## [Given passage]

What are comparative studies telling us about the mechanism of ERbeta action in the ERE-dependent E2 signaling pathway?

Estrogen hormone (E2) signaling is primarily conveyed by the estrogen receptors (ER) alpha and beta. ERs are encoded by two distinct genes and share varying degrees of domain-specific structural/functional similarities. ERs mediate a complex array of nuclear and non-nuclear events critical for the homeodynamic regulation of various tissue functions. The canonical nuclear signaling involves the interaction of ERalpha and ERbeta with specific DNA sequences, the so-called estrogen responsive elements (EREs). This interaction constitutes the initial step in ERE-dependent signaling in which ERbeta is a weaker transcription factor than ERalpha in response to E2. However, it remains unclear why transactivation potencies of ER subtypes differ. Studies suggest that the amino-terminus, the least conserved structural region, of ERbeta, but not that of ERalpha, impairs the ability of the receptor to bind to ERE independent of E2. Although the impaired ERbeta-ERE interaction contributes, it is not sufficient to explain the weak transactivation potency of the receptor. It appears that the lack of transactivation ability and of the capability of the amino-terminus of ERbeta, as opposed to that of ERalpha, to functionally interact with the carboxyl-terminal hormone-dependent activation domain is also critical for the receptor-specific activity. Thus, the structurally distinct amino-termini of ERs are important determinants in defining the function of ER-subtypes in the ERE-dependent pathway. This could differentially affect the physiology and pathophysiology of E2 signaling.

Do Estrogen Receptor beta Polymorphisms Play A Role in the Pharmacogenetics of Estrogen Signaling?

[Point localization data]
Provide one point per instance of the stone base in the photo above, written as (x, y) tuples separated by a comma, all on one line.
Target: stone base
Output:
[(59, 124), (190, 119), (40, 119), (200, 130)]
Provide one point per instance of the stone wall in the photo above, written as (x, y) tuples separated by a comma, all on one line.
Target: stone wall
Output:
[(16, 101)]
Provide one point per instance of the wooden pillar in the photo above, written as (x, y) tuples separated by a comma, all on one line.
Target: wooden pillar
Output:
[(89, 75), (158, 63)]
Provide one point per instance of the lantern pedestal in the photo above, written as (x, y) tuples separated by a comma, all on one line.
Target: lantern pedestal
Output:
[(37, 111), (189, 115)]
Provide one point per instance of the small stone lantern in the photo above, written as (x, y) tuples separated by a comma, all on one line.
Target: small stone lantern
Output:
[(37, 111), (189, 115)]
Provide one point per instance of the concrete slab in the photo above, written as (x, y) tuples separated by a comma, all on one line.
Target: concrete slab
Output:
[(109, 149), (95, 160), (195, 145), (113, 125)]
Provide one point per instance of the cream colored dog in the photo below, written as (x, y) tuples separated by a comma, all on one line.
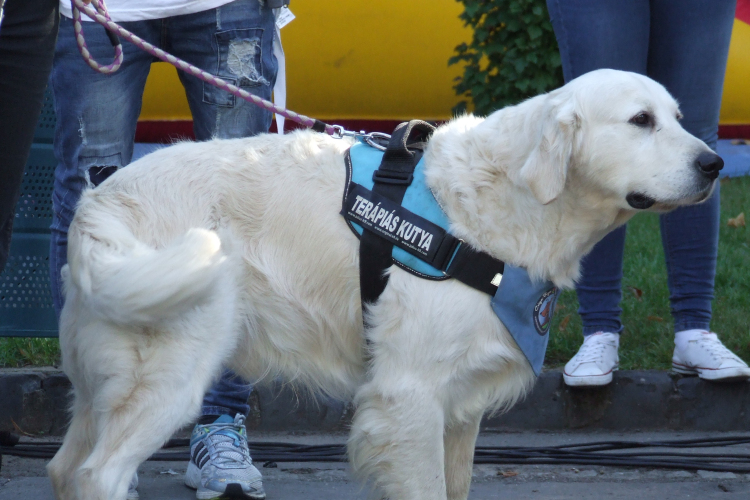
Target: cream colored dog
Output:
[(233, 252)]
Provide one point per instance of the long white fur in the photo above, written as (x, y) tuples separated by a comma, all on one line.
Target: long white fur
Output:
[(234, 253)]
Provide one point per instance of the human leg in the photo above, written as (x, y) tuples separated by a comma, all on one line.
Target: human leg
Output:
[(96, 119), (241, 52), (688, 56), (234, 42), (29, 31), (595, 34)]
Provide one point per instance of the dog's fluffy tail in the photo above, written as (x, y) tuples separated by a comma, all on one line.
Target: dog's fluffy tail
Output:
[(128, 282)]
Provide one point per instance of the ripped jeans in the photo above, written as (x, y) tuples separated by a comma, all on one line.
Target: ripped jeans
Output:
[(97, 113)]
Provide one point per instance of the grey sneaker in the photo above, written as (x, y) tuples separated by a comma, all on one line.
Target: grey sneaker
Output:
[(220, 464)]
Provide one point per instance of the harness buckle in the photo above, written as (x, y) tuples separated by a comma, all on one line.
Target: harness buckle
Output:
[(391, 177)]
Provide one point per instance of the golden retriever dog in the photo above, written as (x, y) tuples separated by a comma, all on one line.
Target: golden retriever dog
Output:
[(233, 252)]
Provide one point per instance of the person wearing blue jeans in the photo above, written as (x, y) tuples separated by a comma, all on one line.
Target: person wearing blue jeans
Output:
[(682, 44), (96, 121)]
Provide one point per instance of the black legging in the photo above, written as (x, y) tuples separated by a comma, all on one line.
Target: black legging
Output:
[(27, 42)]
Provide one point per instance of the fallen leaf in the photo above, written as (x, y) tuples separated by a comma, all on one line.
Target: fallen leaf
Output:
[(738, 221), (637, 293), (507, 473), (564, 323)]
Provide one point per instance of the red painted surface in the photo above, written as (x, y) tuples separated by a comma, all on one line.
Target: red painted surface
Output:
[(743, 11)]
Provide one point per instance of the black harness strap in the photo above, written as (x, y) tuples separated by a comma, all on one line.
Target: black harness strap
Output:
[(455, 258), (391, 179)]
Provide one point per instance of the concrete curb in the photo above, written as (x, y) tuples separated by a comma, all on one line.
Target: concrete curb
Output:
[(35, 402)]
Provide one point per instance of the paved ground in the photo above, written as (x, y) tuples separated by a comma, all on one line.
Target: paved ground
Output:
[(25, 479)]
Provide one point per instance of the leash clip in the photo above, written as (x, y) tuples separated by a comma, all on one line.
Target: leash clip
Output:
[(377, 140)]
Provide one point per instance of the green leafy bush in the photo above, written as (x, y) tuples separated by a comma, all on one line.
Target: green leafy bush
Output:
[(513, 54)]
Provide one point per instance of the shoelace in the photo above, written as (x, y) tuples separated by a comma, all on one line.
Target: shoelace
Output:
[(592, 350), (223, 442)]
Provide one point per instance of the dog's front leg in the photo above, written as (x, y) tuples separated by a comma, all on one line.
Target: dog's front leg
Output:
[(397, 440), (460, 440)]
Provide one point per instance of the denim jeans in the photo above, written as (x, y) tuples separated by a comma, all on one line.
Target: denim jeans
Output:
[(27, 41), (682, 44), (97, 113)]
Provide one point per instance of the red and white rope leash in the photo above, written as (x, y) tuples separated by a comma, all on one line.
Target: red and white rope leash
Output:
[(99, 14)]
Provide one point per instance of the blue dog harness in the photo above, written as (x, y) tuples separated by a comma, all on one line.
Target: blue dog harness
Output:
[(412, 233)]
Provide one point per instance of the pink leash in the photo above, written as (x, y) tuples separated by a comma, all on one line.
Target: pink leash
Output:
[(99, 14)]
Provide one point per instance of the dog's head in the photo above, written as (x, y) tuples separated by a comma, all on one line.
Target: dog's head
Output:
[(618, 134)]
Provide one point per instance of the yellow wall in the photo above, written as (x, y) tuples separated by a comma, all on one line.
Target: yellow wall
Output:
[(389, 60), (735, 104)]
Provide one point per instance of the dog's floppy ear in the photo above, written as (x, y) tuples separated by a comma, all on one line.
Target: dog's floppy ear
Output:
[(546, 168)]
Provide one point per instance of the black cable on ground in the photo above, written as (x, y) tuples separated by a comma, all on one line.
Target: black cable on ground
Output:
[(603, 453)]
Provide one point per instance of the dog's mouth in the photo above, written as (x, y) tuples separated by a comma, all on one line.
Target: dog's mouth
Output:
[(640, 201)]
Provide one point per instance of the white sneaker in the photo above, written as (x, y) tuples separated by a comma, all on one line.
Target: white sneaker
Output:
[(701, 353), (595, 361)]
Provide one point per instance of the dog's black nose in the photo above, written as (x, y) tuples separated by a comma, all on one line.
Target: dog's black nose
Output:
[(709, 164)]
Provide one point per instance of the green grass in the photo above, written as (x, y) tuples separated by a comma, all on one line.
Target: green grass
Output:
[(647, 342), (17, 352), (648, 339)]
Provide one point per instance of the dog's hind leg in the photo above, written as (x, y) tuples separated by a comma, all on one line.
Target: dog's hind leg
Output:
[(136, 426), (460, 440), (78, 442), (150, 391), (397, 440)]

## [Problems to solve]
1: In the estrogen receptor passage, which structural region of ERbeta impairs the receptor's ability to bind to ERE independent of E2?
2: Which abbreviations does the estrogen receptor passage define, and what does each one stand for?
3: Proceed with the estrogen receptor passage from where it stops.
None of this requires the material.

## [Answers to the exercises]
1: The amino-terminus, the least conserved structural region.

2:
E2: estrogen hormone
ER: estrogen receptors
EREs: estrogen responsive elements

3:
Estrogen hormones play critical roles in the regulation of many tissue functions. The effects of estrogens are primarily mediated by the estrogen receptors (ER) alpha and beta. ERs are ligand-activated transcription factors that regulate a complex array of genomic events that orchestrate cellular growth, differentiation and death. Although many factors contribute to their etiology, estrogens are thought to be the primary agents for the development and/or progression of target tissue malignancies. Many of the current modalities for the treatment of estrogen target tissue malignancies are based on agents with diverse pharmacology that alter or prevent ER functions by acting as estrogen competitors. Although these compounds have been successfully used in clinical settings, the efficacy of treatment shows variability. An increasing body of evidence implicates ERalpha polymorphisms as one of the contributory factors for differential responses to estrogen competitors. This review aims to highlight the recent findings on polymorphisms of the lately identified ERbeta in order to provide a functional perspective with potential pharmacogenomic implications.